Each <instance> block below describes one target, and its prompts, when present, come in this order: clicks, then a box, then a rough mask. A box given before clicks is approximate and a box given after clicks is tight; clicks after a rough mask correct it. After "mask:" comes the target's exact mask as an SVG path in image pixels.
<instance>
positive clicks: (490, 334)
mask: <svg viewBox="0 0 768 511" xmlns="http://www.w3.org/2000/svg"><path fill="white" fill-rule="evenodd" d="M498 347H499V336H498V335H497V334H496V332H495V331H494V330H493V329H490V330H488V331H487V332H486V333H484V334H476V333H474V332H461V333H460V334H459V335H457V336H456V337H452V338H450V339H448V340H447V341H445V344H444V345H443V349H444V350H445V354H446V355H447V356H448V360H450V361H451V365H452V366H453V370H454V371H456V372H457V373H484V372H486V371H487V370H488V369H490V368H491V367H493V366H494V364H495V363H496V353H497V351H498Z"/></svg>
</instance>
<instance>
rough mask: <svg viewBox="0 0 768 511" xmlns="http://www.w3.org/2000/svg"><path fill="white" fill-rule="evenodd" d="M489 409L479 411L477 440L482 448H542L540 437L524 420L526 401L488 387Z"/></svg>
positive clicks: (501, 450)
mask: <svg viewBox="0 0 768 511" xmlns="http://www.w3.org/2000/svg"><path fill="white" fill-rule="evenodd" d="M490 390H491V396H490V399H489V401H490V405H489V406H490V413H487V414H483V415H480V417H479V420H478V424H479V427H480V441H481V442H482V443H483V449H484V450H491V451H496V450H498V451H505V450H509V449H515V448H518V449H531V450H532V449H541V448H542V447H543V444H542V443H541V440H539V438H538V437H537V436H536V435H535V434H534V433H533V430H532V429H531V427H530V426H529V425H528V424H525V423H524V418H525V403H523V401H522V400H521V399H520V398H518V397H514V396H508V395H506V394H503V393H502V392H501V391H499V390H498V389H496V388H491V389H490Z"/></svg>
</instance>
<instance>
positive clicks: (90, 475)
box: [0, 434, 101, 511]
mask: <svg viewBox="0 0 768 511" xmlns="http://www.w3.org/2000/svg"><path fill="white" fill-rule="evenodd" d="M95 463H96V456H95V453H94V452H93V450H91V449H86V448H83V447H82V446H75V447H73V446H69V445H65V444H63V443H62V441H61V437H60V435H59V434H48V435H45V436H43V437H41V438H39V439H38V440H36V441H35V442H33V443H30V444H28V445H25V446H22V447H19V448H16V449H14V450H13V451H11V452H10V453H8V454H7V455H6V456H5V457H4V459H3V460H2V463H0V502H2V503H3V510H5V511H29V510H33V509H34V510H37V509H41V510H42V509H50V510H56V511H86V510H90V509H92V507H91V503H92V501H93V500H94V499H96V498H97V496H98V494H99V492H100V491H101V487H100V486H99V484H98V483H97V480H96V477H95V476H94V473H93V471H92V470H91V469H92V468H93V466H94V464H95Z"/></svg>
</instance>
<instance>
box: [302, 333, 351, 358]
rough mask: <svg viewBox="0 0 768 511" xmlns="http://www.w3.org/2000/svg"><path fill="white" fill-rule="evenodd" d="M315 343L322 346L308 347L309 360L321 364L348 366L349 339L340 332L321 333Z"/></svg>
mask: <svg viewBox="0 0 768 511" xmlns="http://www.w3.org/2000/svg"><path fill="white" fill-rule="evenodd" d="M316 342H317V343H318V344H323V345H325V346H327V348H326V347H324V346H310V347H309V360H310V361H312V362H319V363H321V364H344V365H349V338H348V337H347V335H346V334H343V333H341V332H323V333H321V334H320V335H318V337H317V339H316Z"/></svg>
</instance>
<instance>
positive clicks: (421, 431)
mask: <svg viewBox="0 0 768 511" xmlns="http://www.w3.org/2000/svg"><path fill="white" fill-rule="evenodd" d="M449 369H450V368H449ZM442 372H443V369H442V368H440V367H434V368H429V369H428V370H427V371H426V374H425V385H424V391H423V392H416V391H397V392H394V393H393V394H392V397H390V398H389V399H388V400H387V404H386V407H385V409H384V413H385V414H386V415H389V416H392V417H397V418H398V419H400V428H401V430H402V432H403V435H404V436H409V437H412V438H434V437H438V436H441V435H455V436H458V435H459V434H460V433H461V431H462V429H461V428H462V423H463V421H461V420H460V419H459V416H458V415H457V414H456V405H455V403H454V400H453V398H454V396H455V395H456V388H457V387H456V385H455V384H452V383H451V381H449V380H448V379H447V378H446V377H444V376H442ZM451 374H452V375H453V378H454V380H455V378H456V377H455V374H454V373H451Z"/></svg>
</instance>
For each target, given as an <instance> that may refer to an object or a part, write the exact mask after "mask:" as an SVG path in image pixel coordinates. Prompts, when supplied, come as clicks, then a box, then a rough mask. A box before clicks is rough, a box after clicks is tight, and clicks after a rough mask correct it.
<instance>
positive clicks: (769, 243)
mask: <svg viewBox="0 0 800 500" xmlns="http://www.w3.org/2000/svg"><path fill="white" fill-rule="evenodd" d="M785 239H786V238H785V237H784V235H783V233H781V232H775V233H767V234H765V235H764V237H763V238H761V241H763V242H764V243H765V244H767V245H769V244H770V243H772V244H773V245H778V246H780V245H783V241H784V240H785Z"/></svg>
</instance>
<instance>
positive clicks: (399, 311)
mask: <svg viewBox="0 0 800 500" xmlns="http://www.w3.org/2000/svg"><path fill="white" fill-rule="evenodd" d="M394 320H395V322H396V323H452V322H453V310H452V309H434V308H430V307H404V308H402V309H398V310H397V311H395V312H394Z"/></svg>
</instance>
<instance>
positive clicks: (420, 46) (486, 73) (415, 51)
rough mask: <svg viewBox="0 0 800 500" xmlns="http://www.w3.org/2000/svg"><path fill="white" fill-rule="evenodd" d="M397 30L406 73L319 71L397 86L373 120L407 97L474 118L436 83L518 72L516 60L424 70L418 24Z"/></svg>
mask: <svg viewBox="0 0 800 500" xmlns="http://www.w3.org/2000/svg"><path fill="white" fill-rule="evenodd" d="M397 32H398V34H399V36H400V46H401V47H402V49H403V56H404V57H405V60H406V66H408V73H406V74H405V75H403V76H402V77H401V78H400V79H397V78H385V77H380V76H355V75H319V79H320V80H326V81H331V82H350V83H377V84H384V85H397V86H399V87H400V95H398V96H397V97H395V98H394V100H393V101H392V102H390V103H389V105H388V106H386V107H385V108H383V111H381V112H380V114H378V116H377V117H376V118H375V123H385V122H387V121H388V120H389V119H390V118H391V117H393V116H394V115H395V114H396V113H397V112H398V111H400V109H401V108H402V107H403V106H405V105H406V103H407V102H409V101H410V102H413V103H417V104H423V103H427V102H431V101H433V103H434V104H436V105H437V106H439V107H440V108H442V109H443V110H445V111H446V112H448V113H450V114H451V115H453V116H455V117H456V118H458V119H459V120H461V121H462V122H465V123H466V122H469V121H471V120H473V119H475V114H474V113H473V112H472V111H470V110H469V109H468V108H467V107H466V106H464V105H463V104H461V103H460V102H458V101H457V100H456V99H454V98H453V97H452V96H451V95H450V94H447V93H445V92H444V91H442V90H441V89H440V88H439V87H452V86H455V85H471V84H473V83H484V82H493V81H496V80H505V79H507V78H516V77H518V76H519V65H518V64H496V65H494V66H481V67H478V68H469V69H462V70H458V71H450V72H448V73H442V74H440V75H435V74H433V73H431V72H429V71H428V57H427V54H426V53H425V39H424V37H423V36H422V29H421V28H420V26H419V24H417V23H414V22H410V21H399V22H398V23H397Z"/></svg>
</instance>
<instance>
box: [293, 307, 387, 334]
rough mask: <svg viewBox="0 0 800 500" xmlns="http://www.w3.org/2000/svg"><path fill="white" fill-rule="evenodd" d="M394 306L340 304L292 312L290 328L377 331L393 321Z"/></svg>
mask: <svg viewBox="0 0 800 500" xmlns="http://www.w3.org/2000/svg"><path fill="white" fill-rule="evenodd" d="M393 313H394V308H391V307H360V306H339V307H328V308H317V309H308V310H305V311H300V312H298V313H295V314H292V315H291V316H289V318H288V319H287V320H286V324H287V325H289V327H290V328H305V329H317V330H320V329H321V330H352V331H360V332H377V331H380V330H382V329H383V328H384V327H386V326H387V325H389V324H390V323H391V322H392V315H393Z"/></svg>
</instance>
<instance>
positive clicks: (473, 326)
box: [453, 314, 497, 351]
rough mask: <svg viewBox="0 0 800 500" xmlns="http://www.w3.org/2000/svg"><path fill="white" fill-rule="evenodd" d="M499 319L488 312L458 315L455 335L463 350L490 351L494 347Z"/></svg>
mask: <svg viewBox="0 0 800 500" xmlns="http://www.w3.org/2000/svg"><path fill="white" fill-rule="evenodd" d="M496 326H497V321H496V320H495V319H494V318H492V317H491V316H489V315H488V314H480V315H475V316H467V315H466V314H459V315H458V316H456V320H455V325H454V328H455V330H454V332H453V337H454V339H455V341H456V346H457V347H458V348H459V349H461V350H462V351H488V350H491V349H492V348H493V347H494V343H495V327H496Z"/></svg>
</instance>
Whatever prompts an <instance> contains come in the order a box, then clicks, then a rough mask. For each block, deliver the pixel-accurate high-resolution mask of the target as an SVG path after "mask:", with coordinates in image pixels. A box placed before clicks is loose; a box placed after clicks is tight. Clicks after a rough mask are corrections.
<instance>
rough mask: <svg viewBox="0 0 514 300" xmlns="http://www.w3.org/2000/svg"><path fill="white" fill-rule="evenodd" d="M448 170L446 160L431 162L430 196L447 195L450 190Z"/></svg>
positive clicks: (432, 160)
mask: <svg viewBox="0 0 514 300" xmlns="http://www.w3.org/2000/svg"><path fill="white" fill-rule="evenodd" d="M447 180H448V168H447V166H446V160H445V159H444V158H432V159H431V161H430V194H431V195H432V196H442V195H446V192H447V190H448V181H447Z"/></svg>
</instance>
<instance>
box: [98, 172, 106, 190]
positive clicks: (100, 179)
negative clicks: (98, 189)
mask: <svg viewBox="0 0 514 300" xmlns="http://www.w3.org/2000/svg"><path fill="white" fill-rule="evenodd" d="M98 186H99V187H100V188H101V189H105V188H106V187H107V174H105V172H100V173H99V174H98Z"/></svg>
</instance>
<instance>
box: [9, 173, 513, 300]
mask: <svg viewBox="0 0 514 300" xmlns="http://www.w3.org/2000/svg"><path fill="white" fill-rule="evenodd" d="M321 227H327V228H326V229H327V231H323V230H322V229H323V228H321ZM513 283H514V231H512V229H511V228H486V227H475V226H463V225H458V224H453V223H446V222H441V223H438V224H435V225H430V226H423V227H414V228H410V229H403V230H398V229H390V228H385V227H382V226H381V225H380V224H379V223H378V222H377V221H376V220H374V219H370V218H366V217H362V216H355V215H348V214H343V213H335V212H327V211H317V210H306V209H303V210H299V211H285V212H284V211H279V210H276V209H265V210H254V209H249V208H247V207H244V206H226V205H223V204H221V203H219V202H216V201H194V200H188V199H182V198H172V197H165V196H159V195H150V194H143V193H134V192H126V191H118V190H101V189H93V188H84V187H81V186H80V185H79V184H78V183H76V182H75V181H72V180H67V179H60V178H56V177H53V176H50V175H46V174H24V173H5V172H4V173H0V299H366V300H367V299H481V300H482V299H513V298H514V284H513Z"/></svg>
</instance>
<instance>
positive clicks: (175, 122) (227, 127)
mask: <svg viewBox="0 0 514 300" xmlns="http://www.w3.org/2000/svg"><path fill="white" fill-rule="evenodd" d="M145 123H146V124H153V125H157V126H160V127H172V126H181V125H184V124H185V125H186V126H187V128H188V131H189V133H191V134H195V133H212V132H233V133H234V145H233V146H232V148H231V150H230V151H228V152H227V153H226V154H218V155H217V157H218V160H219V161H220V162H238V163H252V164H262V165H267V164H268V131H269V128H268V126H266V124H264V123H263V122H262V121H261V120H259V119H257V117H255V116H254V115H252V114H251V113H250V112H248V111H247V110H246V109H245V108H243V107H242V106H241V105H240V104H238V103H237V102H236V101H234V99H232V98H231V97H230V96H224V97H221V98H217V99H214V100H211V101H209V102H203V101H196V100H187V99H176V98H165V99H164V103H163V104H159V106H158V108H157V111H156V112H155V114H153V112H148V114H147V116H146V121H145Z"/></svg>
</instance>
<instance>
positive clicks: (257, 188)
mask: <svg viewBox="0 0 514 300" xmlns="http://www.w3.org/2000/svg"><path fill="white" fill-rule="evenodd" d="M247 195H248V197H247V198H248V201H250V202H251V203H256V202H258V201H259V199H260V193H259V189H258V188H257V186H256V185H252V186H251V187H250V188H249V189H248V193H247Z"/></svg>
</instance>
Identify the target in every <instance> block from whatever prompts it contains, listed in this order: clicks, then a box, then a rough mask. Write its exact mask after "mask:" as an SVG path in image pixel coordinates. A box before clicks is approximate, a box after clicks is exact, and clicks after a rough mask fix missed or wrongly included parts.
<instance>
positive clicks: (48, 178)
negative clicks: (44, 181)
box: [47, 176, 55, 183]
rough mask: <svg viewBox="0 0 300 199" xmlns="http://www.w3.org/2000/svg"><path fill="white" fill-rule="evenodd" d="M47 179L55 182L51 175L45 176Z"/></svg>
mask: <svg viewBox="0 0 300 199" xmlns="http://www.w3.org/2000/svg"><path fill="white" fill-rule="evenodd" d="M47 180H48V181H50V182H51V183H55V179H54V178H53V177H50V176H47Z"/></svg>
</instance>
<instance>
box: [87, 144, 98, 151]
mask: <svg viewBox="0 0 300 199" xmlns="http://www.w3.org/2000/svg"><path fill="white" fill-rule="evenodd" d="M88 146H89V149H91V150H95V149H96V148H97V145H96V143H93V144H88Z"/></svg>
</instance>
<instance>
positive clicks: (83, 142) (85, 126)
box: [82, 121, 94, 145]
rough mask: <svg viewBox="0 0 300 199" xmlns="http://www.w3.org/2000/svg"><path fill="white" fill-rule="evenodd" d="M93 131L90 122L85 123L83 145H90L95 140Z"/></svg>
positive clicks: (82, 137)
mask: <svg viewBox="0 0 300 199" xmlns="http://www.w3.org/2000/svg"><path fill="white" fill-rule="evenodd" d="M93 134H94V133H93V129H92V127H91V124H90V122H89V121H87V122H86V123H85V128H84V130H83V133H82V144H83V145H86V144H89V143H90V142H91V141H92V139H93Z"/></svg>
☆ ☆ ☆
## Work request
What needs duplicating is the run of lines from the one containing "positive clicks: (83, 142) (85, 126)" through the last line of the entries above, exact and complete.

## Solution to this task
positive clicks: (83, 142) (85, 126)
box: [82, 121, 94, 145]
rough mask: <svg viewBox="0 0 300 199" xmlns="http://www.w3.org/2000/svg"><path fill="white" fill-rule="evenodd" d="M93 131L90 122L85 123L83 145H90L95 140Z"/></svg>
positive clicks: (82, 137)
mask: <svg viewBox="0 0 300 199" xmlns="http://www.w3.org/2000/svg"><path fill="white" fill-rule="evenodd" d="M93 134H94V133H93V129H92V127H91V124H90V122H89V121H87V122H86V123H85V128H84V130H83V133H82V144H83V145H86V144H89V143H90V142H91V141H92V139H93Z"/></svg>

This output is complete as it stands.